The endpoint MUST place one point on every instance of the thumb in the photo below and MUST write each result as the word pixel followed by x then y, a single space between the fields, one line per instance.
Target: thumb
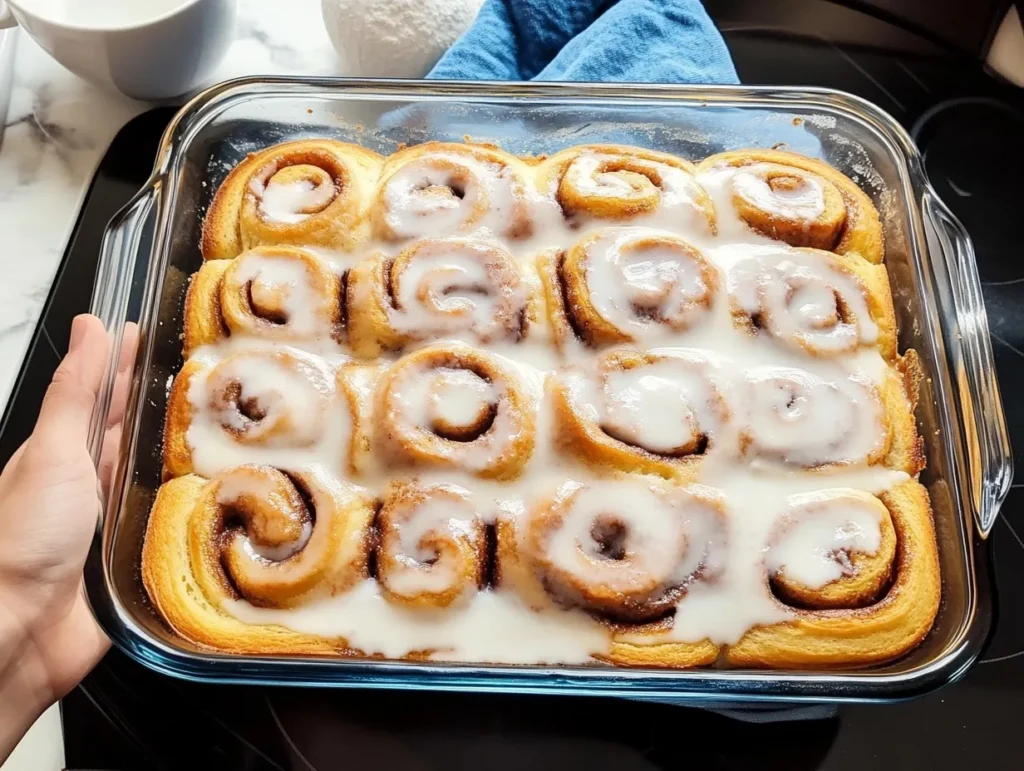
pixel 64 419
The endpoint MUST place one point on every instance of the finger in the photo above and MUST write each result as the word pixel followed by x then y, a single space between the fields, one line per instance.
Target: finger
pixel 64 419
pixel 10 470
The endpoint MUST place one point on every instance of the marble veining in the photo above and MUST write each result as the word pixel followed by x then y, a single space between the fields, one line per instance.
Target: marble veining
pixel 57 128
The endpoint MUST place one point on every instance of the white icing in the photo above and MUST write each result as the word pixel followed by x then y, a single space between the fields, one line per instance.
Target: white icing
pixel 294 201
pixel 443 194
pixel 645 291
pixel 708 377
pixel 318 419
pixel 806 551
pixel 803 298
pixel 803 203
pixel 677 190
pixel 653 538
pixel 284 284
pixel 457 286
pixel 492 627
pixel 802 419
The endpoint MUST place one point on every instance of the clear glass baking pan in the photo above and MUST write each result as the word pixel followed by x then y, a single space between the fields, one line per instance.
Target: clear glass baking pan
pixel 152 247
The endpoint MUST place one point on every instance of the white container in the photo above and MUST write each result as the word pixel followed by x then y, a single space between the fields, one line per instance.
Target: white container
pixel 147 50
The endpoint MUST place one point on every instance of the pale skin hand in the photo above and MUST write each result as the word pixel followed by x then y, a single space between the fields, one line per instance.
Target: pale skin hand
pixel 48 509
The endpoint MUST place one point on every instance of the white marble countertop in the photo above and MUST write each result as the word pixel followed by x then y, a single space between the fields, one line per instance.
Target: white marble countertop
pixel 57 128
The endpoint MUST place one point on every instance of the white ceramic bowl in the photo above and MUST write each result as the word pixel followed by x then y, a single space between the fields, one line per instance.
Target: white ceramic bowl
pixel 156 58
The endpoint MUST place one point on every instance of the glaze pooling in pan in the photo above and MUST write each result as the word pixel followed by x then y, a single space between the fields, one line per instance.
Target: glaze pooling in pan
pixel 607 407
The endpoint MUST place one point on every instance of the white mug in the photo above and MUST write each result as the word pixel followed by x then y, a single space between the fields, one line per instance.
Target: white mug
pixel 147 49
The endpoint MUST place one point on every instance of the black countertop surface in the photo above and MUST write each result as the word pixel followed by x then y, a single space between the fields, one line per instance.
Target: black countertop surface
pixel 124 716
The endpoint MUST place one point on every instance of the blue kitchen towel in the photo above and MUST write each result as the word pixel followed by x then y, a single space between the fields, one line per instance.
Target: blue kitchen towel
pixel 626 41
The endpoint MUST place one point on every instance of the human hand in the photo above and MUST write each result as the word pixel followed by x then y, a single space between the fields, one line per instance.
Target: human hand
pixel 49 503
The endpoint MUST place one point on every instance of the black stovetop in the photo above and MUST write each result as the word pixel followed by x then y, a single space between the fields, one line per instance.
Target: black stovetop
pixel 124 716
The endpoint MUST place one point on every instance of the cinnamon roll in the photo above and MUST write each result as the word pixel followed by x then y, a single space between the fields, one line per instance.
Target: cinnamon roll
pixel 861 576
pixel 438 288
pixel 272 293
pixel 457 407
pixel 262 403
pixel 801 201
pixel 623 550
pixel 645 412
pixel 624 285
pixel 432 550
pixel 802 420
pixel 253 533
pixel 448 188
pixel 305 193
pixel 616 181
pixel 823 304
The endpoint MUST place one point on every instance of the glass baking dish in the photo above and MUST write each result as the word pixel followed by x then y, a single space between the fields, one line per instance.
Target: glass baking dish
pixel 151 248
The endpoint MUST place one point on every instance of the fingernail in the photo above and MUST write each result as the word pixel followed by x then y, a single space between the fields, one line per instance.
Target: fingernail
pixel 77 330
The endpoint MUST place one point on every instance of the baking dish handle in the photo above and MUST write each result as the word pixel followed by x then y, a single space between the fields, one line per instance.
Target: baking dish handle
pixel 990 459
pixel 119 255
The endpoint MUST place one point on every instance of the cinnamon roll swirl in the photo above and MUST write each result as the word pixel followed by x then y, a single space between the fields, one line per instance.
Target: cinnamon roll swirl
pixel 801 201
pixel 305 193
pixel 272 293
pixel 624 551
pixel 262 403
pixel 454 405
pixel 616 181
pixel 624 285
pixel 438 288
pixel 861 575
pixel 651 413
pixel 254 533
pixel 446 188
pixel 814 301
pixel 802 420
pixel 432 550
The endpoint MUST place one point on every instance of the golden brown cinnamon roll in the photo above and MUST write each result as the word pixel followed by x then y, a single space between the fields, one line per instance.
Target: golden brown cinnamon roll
pixel 794 417
pixel 448 188
pixel 814 301
pixel 254 533
pixel 862 576
pixel 432 550
pixel 623 550
pixel 454 405
pixel 651 413
pixel 439 288
pixel 833 549
pixel 801 201
pixel 628 284
pixel 616 181
pixel 800 419
pixel 308 193
pixel 262 403
pixel 272 293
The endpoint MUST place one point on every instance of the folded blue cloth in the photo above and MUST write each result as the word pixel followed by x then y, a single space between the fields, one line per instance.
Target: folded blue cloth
pixel 628 41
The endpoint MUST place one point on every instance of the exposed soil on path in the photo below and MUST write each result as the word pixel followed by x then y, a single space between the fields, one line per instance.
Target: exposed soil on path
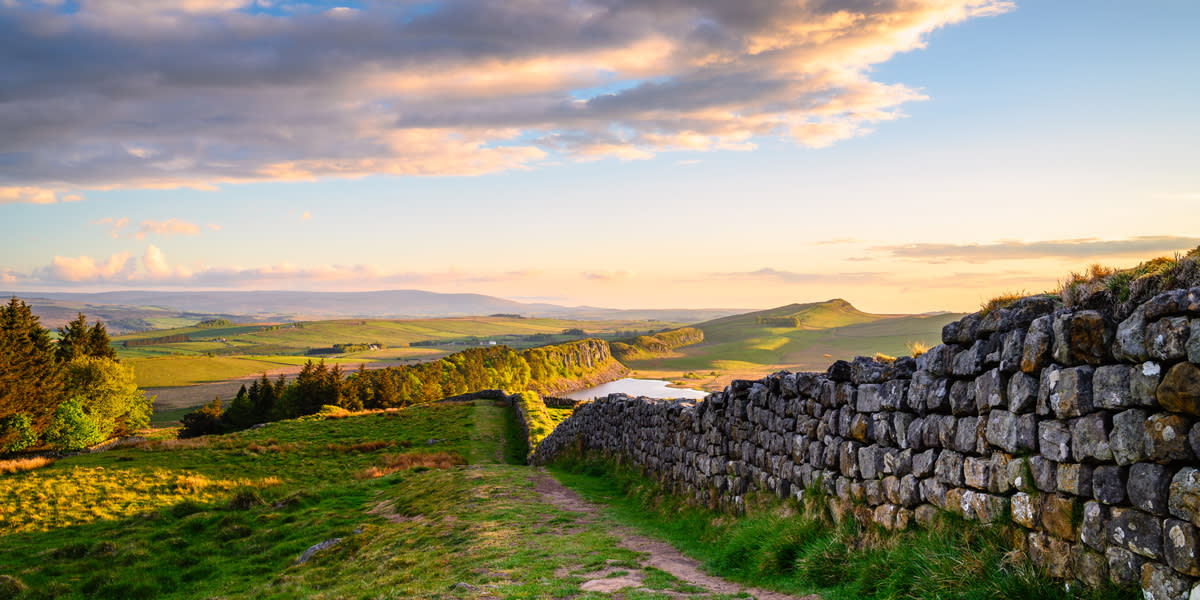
pixel 659 555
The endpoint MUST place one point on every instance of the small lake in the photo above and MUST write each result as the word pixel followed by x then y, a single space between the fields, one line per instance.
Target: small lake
pixel 649 388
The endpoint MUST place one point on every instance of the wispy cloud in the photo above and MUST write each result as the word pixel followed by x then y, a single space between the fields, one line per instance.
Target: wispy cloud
pixel 601 275
pixel 1081 249
pixel 202 93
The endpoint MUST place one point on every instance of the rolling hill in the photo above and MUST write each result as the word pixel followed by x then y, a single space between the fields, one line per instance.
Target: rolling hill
pixel 756 343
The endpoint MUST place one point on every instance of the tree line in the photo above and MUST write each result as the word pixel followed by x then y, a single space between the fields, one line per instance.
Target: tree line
pixel 65 395
pixel 321 385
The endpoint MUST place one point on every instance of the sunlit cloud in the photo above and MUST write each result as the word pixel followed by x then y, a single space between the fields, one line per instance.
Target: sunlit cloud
pixel 607 275
pixel 163 94
pixel 1074 249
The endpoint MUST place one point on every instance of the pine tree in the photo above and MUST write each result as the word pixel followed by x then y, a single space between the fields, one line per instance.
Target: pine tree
pixel 30 377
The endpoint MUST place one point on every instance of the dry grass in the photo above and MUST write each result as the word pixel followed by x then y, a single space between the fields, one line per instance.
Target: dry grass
pixel 19 465
pixel 1002 301
pixel 917 348
pixel 366 447
pixel 273 447
pixel 393 463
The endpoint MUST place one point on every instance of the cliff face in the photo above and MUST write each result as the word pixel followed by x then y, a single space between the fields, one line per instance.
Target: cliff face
pixel 571 366
pixel 1078 424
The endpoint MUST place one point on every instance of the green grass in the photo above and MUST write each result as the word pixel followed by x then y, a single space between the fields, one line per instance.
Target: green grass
pixel 739 347
pixel 798 550
pixel 205 519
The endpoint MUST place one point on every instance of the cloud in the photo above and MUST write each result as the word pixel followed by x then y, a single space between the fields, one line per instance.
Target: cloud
pixel 606 275
pixel 793 277
pixel 167 228
pixel 162 94
pixel 117 226
pixel 1078 249
pixel 87 269
pixel 31 195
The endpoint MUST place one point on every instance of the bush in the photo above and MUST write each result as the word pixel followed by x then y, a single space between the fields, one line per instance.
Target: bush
pixel 19 432
pixel 72 429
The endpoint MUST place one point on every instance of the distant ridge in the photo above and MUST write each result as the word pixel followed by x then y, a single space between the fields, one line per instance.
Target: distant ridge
pixel 382 304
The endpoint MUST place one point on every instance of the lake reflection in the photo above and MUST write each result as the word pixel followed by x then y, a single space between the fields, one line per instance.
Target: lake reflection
pixel 649 388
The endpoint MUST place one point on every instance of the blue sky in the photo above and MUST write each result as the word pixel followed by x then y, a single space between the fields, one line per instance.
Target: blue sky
pixel 1065 130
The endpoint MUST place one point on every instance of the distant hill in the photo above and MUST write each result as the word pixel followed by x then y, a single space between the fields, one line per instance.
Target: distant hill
pixel 127 309
pixel 797 336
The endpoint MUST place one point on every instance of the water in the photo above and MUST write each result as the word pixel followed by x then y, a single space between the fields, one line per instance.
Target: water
pixel 649 388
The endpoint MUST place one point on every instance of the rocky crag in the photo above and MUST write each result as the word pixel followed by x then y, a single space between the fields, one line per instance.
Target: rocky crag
pixel 1080 425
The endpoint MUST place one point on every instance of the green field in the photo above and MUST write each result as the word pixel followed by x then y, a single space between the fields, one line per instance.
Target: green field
pixel 742 347
pixel 229 517
pixel 216 354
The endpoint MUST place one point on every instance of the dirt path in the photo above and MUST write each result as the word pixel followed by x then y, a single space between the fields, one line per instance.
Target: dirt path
pixel 659 555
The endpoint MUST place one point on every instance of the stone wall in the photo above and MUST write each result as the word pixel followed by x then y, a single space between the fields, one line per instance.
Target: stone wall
pixel 1078 425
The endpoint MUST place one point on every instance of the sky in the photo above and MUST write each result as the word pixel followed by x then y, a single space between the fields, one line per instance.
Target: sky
pixel 909 156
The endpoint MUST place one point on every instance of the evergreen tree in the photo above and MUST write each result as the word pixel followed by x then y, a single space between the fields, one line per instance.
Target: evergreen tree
pixel 30 377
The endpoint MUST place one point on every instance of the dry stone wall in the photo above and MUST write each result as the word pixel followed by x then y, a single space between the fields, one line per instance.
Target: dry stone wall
pixel 1078 425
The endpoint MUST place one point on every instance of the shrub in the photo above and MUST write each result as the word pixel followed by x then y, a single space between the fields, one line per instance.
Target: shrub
pixel 18 430
pixel 72 429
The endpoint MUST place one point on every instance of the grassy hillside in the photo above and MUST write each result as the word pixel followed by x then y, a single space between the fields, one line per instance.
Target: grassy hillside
pixel 753 345
pixel 231 516
pixel 245 349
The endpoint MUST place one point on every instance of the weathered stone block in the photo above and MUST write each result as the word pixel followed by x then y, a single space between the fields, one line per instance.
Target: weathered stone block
pixel 1128 436
pixel 1090 437
pixel 1026 511
pixel 1044 473
pixel 1011 351
pixel 1092 528
pixel 1167 437
pixel 1054 441
pixel 1011 432
pixel 1150 487
pixel 869 399
pixel 1125 567
pixel 1144 383
pixel 910 491
pixel 1110 387
pixel 983 507
pixel 1085 336
pixel 1193 346
pixel 1183 499
pixel 1023 393
pixel 1074 479
pixel 1059 516
pixel 966 433
pixel 1137 532
pixel 1129 343
pixel 1159 582
pixel 939 360
pixel 1180 390
pixel 948 468
pixel 893 394
pixel 1181 544
pixel 1000 479
pixel 963 399
pixel 1051 555
pixel 1073 394
pixel 969 363
pixel 923 463
pixel 1038 341
pixel 1091 568
pixel 1167 339
pixel 1109 484
pixel 976 472
pixel 990 390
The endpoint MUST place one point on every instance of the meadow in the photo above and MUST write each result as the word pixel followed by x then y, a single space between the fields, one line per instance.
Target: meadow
pixel 751 345
pixel 217 354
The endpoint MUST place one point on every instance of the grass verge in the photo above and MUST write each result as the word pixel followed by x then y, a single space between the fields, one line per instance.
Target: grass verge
pixel 798 550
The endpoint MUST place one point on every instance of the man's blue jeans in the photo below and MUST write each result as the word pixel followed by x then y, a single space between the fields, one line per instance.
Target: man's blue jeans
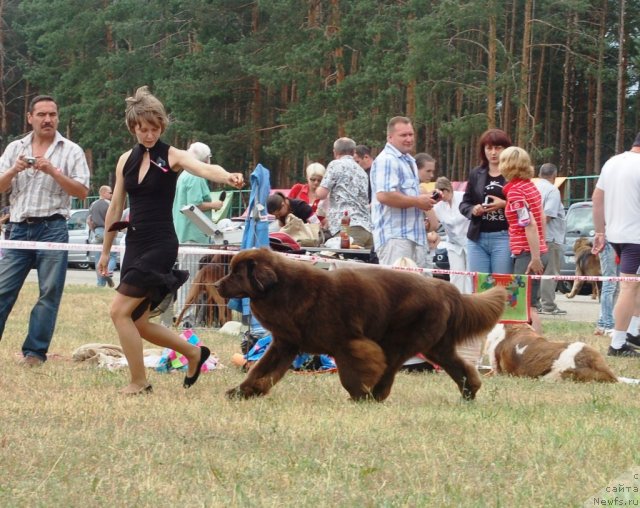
pixel 608 291
pixel 490 254
pixel 52 271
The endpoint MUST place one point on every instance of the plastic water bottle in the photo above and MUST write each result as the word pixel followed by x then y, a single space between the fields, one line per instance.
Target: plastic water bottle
pixel 345 221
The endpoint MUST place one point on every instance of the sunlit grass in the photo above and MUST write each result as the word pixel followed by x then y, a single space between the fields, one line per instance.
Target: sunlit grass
pixel 68 439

.....

**What you are asked to do**
Convert everything in the listing above from the line containing "the cinnamon roll in" down to the line containing "pixel 151 248" into a two-column CSV with the header instruction,points. Give one row for each instruction: its full text in instruction and its expected output in points, with each value in double quotes and any line breaks turned into spaces.

**Solution for this task**
instruction,points
"The endpoint MUST place one point on every instance of the cinnamon roll in the photo above and MUST write each result as the word pixel followed by x then y, a single space between the fields, one line per instance. Target: cinnamon roll","pixel 861 576 pixel 438 288 pixel 272 293 pixel 457 407 pixel 262 403 pixel 801 201 pixel 623 550 pixel 645 412 pixel 624 285 pixel 432 550 pixel 802 420 pixel 253 533 pixel 448 188 pixel 305 193 pixel 616 181 pixel 823 304"
"The endpoint MUST place one point on every instance of the glass baking dish in the photo above and MUST write each result as the word pixel followed by x then y, a single space between the fields, one line per instance. Target: glass baking dish","pixel 151 248"